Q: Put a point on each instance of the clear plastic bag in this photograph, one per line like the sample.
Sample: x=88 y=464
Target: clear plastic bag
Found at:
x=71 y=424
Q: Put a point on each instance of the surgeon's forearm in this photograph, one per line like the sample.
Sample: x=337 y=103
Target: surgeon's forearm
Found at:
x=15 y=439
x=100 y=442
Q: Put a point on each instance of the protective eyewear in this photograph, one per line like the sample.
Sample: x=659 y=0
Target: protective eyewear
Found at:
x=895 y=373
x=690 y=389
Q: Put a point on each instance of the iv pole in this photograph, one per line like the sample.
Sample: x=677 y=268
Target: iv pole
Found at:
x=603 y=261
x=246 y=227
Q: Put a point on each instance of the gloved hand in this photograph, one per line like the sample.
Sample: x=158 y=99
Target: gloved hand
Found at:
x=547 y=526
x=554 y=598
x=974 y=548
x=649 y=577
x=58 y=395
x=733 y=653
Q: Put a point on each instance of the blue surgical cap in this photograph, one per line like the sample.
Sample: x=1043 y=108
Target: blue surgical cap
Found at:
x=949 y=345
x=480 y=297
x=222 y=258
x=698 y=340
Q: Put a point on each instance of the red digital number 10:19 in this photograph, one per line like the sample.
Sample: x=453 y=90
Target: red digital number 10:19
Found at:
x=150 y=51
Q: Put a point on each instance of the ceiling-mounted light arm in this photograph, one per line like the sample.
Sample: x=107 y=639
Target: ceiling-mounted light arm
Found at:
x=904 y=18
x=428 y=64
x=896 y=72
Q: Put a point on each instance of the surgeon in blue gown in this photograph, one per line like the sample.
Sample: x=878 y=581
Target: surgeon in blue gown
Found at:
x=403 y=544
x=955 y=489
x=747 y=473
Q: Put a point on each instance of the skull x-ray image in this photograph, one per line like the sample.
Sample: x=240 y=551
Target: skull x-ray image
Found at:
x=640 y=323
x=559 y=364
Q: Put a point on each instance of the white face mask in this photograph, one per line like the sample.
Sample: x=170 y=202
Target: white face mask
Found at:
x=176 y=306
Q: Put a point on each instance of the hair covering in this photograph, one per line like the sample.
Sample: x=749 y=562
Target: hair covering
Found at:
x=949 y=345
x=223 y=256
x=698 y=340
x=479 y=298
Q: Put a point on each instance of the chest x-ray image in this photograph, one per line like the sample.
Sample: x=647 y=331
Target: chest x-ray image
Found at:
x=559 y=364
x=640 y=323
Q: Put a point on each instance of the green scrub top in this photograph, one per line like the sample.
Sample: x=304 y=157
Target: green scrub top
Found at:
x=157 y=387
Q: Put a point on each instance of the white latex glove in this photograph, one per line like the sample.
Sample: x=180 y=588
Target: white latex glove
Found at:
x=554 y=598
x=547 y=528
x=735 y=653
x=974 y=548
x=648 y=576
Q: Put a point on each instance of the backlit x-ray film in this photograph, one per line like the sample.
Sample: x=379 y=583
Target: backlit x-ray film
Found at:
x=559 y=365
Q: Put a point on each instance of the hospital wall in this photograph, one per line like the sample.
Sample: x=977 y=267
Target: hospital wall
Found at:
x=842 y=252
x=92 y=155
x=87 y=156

What to work on: Please rewrite the listing above, changing every "Put a point on" to "Place a point on" and leaving all other text unchanged.

The result:
Q: Place a point on each instance of the clear plastic bag in this photograph, one per line like the sample.
Sample: x=88 y=464
Target: clear plastic bag
Found at:
x=71 y=424
Q: Place a point on each instance of the surgeon's forearm in this photograph, one per line like the sample.
Sample: x=337 y=103
Target: surgeon's forearm
Found at:
x=15 y=439
x=100 y=442
Q: Place a point on each instance of the protective eyewear in this photograph, one per line like the sample.
Sample: x=659 y=0
Target: protective eyewear
Found at:
x=895 y=373
x=690 y=389
Q: Place a point on each instance of the iv pole in this photograph, one per line like the sample.
Sample: x=677 y=268
Target: iv pole
Found at:
x=603 y=261
x=246 y=227
Q: Place a point on each instance of the gloved hand in this photograph, one per line like the sample.
Sample: x=158 y=99
Target: gloved hand
Found at:
x=547 y=526
x=554 y=598
x=974 y=548
x=649 y=577
x=58 y=395
x=733 y=653
Q: Place a point on each instance of the blue surgical cap in this photograph, one per line like the sample.
Sample: x=1043 y=108
Target: blue surgical cap
Found at:
x=949 y=345
x=480 y=297
x=222 y=258
x=698 y=340
Q: Place a point on each instance of the red digital number 10:19 in this photograph, one per line like the sample.
Sample: x=453 y=90
Target: red digital number 10:19
Found at:
x=150 y=51
Q: Place a point on each instance of the ceiling-mounted light arm in this photograph, one per line like the sample.
Sample: x=107 y=639
Target: ceiling-mounted light arm
Found at:
x=904 y=18
x=428 y=64
x=896 y=72
Q: Place a point on each instance of the surgeon in blue gown in this photograph, one per line like the sample.
Sample: x=878 y=581
Target: surgeon in blue gown
Found at:
x=403 y=544
x=955 y=489
x=747 y=473
Q: Place a point on each instance of the skull x-ray image in this photograph, one per line like the sample.
Sample: x=240 y=551
Target: skull x-ray image
Found at:
x=640 y=323
x=559 y=364
Q: Place a point on each instance of the white face mask in this photograph, one per line like the sample.
Sample: x=170 y=202
Target: white face mask
Found at:
x=176 y=306
Q: Place a point on each instance of the hair covering in this photograph, one per line like the sample.
Sample: x=749 y=562
Target: hair covering
Found at:
x=949 y=345
x=223 y=256
x=698 y=340
x=479 y=298
Q: Place a point on each instance of the chest x-ray image in this photograph, one per line like the sample.
Sample: x=647 y=331
Target: chest x-ray image
Found at:
x=559 y=364
x=640 y=323
Q: Place a point on each instance of the green scrub top in this photograph, one per line like the sample.
Sample: x=304 y=157
Target: green scrub top
Found at:
x=157 y=387
Q: Place a point on each instance of the white latex glove in this photograph, one per line like the sample.
Sample: x=180 y=588
Target: white latex glove
Found at:
x=554 y=598
x=547 y=528
x=735 y=653
x=974 y=548
x=648 y=576
Q: Place a point on each instance of the backlit x-ray film in this photograph, one per line like the sample.
Sample: x=379 y=583
Target: backlit x-ray film
Found at:
x=559 y=365
Q: Place a point on each instance of the hospital wall in this photograph, one per line like the sample.
Sample: x=977 y=267
Target: hospital wall
Found at:
x=842 y=252
x=92 y=155
x=87 y=156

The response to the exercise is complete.